Tasks
1. Quote the home-defense passage below word for word, covering the stretch from "Around this time, a" through "me at home.".
2. In the home-defense passage below, what percentage of the 83,920 rapes and sexual assaults committed by a stranger happened inside the woman's own home?

Source document
++++++++++

Then I wondered, if I could easily get the gun, what would stop the children from getting it? They’d already taught me that they could get into nearly everything in the house when I wasn’t looking. I’d long considered childproof locks a sick joke. So what could I do?

There had to be a better way.

Around this time, a friend of ours revived his own interest in handgunning, and invited me to come shoot with him and some mutual friends. Why not? As I fired a handgun for the first time in my adult life, it suddenly occurred to me that I was holding the answer to our home-defense needs in my hands. At that moment, I decided that I would get a handgun, learn how to use it, and keep it with me at home.

Just Paranoia?

  • Of the 207,240 rapes and sexual assaults in America in 2004, 30% happened inside the woman’s own home.
  • Of the 83,920 rapes and sexual assaults committed by a stranger, 42% happened inside the woman’s own home.
  • Of the 99,130 incidents of completed robbery in which the victim was injured, 31% happened inside the victim’s own home.

++++++++++

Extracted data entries

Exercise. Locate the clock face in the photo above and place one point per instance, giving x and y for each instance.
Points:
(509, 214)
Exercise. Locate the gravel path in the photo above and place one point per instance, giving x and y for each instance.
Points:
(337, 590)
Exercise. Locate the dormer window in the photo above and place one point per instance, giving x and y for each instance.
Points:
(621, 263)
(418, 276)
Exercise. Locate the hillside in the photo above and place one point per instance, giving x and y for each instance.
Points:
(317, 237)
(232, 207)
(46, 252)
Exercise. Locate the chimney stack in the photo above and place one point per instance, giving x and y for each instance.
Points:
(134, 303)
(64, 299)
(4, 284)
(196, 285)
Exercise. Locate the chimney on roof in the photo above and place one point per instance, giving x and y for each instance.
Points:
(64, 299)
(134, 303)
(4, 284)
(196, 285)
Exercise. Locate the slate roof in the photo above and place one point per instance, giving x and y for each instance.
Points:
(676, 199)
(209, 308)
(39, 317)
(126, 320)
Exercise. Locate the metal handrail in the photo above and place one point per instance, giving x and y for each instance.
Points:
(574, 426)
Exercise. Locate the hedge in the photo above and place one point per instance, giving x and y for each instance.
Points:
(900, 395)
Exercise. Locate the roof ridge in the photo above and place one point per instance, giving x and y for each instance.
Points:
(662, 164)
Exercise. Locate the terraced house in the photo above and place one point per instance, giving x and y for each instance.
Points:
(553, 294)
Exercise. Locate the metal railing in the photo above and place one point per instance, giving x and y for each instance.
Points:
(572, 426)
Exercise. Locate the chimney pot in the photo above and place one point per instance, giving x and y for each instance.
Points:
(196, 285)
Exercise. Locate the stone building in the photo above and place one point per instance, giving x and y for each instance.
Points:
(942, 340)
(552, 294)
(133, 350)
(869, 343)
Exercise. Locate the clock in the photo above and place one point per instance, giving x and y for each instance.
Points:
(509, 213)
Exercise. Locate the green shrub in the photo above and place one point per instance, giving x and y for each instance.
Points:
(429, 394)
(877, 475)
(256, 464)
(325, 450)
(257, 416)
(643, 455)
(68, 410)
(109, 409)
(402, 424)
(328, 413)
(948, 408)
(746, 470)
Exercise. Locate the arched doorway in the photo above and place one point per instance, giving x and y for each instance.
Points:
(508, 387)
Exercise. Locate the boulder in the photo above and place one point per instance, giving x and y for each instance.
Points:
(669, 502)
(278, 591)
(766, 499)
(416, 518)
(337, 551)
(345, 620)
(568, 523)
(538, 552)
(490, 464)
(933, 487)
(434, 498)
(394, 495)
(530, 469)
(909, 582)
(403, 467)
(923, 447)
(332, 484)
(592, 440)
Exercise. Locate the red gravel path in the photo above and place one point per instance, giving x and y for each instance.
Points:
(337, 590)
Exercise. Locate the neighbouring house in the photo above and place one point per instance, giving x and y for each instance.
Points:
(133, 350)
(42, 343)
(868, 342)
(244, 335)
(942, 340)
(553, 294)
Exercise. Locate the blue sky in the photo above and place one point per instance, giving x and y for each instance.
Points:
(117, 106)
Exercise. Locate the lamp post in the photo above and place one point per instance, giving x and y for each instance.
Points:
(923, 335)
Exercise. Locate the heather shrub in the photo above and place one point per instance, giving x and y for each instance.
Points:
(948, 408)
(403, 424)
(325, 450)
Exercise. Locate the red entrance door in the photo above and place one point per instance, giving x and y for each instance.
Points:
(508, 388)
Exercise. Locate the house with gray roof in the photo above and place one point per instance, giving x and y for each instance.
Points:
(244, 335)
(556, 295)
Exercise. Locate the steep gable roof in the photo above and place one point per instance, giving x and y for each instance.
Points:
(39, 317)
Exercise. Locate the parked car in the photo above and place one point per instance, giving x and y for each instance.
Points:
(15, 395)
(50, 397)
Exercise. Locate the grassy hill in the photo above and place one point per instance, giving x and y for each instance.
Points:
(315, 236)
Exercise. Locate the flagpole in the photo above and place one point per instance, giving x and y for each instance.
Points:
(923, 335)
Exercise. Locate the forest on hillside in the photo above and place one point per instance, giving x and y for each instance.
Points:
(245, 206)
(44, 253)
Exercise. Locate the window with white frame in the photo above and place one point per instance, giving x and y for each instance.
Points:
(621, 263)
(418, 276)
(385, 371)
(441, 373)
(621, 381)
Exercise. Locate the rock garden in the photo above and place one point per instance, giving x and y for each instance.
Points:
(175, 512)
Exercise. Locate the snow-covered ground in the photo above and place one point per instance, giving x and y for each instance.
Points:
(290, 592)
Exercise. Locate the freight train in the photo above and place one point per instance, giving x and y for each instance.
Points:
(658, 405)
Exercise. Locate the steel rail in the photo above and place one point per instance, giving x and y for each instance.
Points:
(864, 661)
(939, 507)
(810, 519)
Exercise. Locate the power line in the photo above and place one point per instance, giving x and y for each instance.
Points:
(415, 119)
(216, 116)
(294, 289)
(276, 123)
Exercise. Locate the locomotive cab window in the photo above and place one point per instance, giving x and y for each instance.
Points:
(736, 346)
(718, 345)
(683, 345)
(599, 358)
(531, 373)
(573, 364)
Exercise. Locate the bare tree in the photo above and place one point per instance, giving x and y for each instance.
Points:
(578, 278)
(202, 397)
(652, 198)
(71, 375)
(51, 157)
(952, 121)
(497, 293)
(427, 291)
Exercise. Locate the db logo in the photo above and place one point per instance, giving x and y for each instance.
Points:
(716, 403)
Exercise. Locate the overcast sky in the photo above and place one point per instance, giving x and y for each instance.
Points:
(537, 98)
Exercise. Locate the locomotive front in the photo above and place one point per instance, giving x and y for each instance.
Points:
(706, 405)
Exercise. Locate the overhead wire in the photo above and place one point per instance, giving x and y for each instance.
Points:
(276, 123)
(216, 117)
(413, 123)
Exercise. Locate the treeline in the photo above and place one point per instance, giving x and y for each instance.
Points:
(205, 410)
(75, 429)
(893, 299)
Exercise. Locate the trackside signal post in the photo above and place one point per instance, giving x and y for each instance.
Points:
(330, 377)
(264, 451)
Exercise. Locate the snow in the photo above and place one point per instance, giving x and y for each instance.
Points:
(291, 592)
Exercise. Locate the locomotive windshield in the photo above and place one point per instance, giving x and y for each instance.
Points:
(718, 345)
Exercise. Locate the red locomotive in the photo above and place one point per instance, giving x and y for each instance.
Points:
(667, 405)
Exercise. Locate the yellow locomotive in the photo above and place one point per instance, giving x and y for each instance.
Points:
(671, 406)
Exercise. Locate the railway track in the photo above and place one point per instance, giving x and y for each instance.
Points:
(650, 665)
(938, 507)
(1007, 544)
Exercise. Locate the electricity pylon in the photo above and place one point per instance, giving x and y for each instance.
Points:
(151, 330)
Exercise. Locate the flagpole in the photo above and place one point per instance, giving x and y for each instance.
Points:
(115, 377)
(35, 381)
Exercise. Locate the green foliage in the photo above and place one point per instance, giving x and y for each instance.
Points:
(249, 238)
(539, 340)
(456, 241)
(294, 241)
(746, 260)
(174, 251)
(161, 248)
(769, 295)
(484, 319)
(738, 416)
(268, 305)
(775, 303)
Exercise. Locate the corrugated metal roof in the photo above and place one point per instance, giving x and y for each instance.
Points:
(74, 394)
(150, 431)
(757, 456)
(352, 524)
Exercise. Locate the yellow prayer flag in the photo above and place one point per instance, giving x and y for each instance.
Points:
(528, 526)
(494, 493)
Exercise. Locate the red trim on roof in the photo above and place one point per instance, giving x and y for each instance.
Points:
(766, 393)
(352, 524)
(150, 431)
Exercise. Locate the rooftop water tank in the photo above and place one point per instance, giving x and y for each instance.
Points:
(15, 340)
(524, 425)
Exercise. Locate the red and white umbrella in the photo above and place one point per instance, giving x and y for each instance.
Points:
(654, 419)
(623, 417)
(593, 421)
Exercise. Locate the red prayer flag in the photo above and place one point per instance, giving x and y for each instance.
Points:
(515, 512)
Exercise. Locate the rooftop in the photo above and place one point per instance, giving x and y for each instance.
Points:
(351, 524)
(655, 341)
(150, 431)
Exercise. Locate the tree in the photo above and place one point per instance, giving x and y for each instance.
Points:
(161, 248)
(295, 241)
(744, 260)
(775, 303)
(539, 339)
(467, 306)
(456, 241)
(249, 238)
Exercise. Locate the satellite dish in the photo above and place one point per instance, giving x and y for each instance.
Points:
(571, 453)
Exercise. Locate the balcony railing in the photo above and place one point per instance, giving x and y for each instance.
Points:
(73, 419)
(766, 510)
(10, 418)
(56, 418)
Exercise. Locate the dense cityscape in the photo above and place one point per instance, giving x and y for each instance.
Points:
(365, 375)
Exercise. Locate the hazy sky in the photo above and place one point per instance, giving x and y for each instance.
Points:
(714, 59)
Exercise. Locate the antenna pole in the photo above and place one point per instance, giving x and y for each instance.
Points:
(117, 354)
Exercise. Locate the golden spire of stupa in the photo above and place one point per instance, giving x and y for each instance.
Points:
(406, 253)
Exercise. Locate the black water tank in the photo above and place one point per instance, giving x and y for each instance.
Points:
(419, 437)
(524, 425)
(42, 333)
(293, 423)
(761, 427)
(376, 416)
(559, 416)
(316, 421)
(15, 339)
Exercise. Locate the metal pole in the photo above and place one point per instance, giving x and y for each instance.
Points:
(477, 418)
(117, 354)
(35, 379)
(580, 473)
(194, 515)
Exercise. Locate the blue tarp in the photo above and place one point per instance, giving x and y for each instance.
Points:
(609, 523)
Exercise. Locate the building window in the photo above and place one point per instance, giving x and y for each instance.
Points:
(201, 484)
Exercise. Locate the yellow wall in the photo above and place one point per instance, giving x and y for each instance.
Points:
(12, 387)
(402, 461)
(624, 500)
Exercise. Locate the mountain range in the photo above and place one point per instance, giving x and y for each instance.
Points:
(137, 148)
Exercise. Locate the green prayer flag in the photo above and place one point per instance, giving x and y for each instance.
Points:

++++++++++

Outputs for the tasks
1.
Around this time, a friend of ours revived his own interest in handgunning, and invited me to come shoot with him and some mutual friends. Why not? As I fired a handgun for the first time in my adult life, it suddenly occurred to me that I was holding the answer to our home-defense needs in my hands. At that moment, I decided that I would get a handgun, learn how to use it, and keep it with me at home.

2. 42%